• TRECHO SELECIONADO:
────────
Brasília, noite 1 – mudou tudo, menos a platéia

Com aplausos e vaias, a noite de abertura do 44º Festival de Brasília fez jus à tradição crítica do festival. E nesse sentido, a escolha de Rock Brasília – anos de ouro, documentário sobre a gênese da Legião Urbana, Capital Inicial e Plebe Rude, não poderia ser mais oportuna. Quando seu diretor, Vladimir Carvalho, subiu ao palco com membros das bandas e familiares de Renato Russo, aproveitou para agradecer o apoio que o ex-ministro da cultura, Juca Ferreira, deu ao projeto, o que gerou aplausos. Logo depois, saudou a atual ministra, Ana de Hollanda, presente no evento. Vaias ecoaram ao pelo menos metade do Teatro Nacional. Muito foi mudado no Festival de Brasília, reflexo da troca de gestores na secretaria de cultura do Distrito Federal . Mas o crivo da plateia continua o mesmo.

Como anunciou o mestre de cerimônias, o ator José de Abreu, este ano o Festival de Brasília vai mostrar sua nova cara. Terá sessões promovidas simultaneamente no Cine Brasília e nas cidades satélites. Querem passar a imagem de um festival democrático, que está reagindo à falta de rumo a que estava relegado nos últimos anos. Com uma grandiloquência bizarra (e Xica da Silva como música ambiente), Abreu parecia falar de um picadeiro ou pior, de um palanque político. A presença do ex-ministro José Dirceu, Cacá Diegues e de Luis Carlos Barreto, que participam de seminário sobre novas perspectivas do cinema nacional, foi novamente reforçada como um dos grandes momentos do festival.

Como protesto, o realizador brasiliense Adirley Queirós retirou seu longa A cidade é uma só? da competição Primeiros Filmes. “Fazemos filmes buscando outra perspectiva estética e política (não partidária, e sim política). (…)Transformar o festival em um pastiche, em um moribundo com cara de qualquer coisa. Isso são avanços?”, diz o texto do realizador, enviado para a organização do festival. E estamos apenas no primeiro dia.
────────
• DADOS:
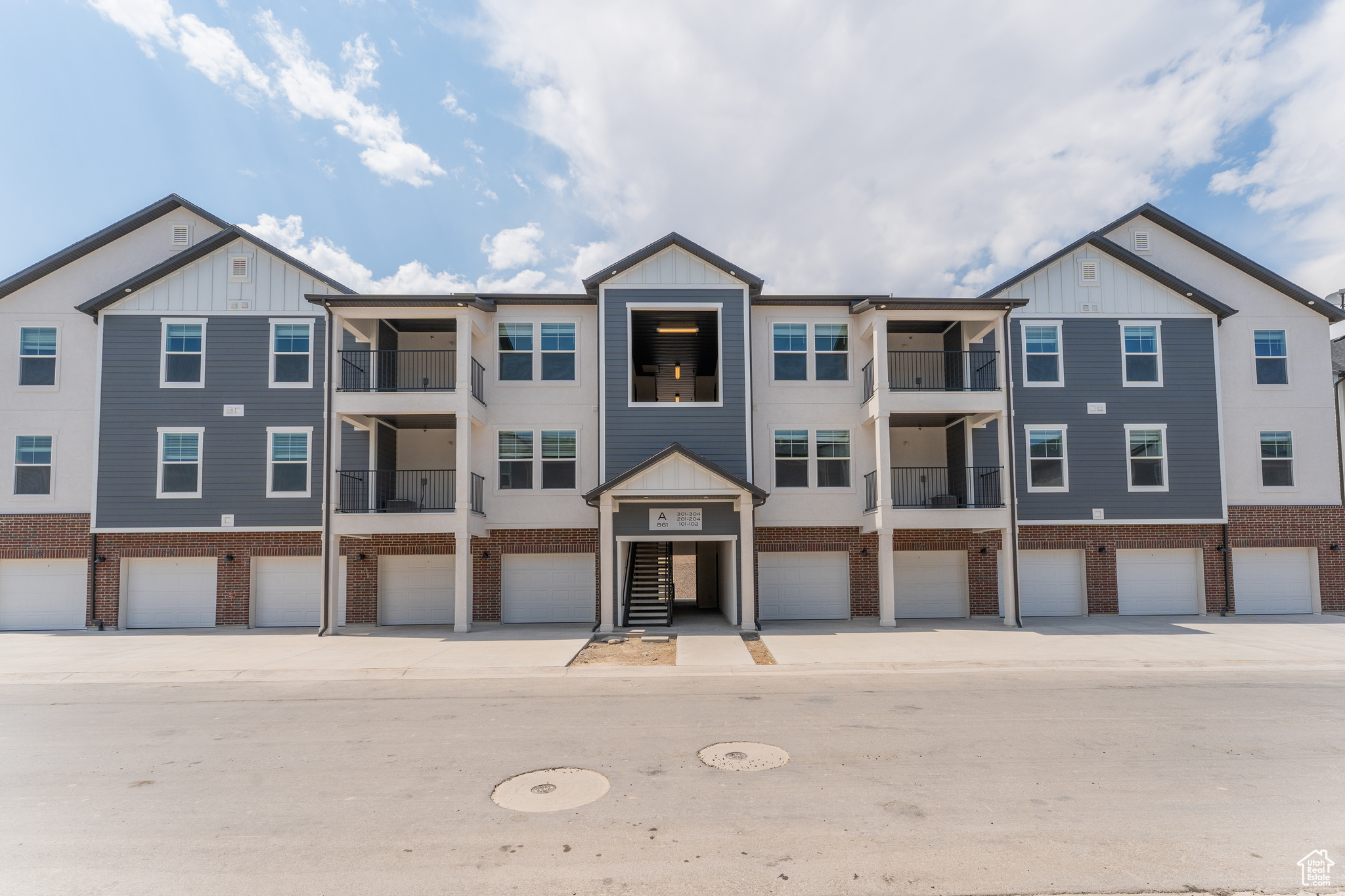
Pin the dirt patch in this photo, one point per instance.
────────
• DESCRIÇÃO DO EXERCÍCIO:
Dê continuidade ao trecho sobre a abertura do 44º Festival de Brasília, começando logo após sua última frase. Os dados não são necessários aqui.

• PROBLEMA RESOLVIDO:
Se o cerimonial foi um anticlímax, Rock Brasília teve recepção calorosíssima, com o teatro lotado e gente sentada no chão. O filme faz um retrato afetivo, social e político de uma geração de artistas, filhos de diplomatas e acadêmicos que vieram para a capital federal. Coincide com a época em que Vladimir Carvalho passou a morar na cidade. Ele chama aos músicos de “moçada”, que hoje tem entre 40 e 50 anos. Aos 76, Vladimir certamente os enxerga com e olhos de pai orgulhoso. “Eles são um ensurdecedor exemplo de perseverança”, disse, no palco. No hotel JK, base do festival, o diretor disse em entrevista que na época não chegou a curtir aquelas músicas (ele gosta mais de MPB), mas que se ligou muito a Faroeste caboclo, que para ele, é uma espécie de cordel ou repente. “Se tivesse que eleger uma música era essa”.

Para os pernambucanos, uma boa notícia: seu próximo projeto pode ser um documentário
sobre Cícero Dias. “Tenho admiração antiga pelo Cícero Dias. Ele foi uma figura notável das artes plásticas brasileiras. Por sorte, o filmei no seu ateliê na França e durante uma exposição entrevistei a viúva dele. Me interessa a ligação do surrealismo com o imaginário nordestino”.

(Diario de Pernambuco, 28/09/2011)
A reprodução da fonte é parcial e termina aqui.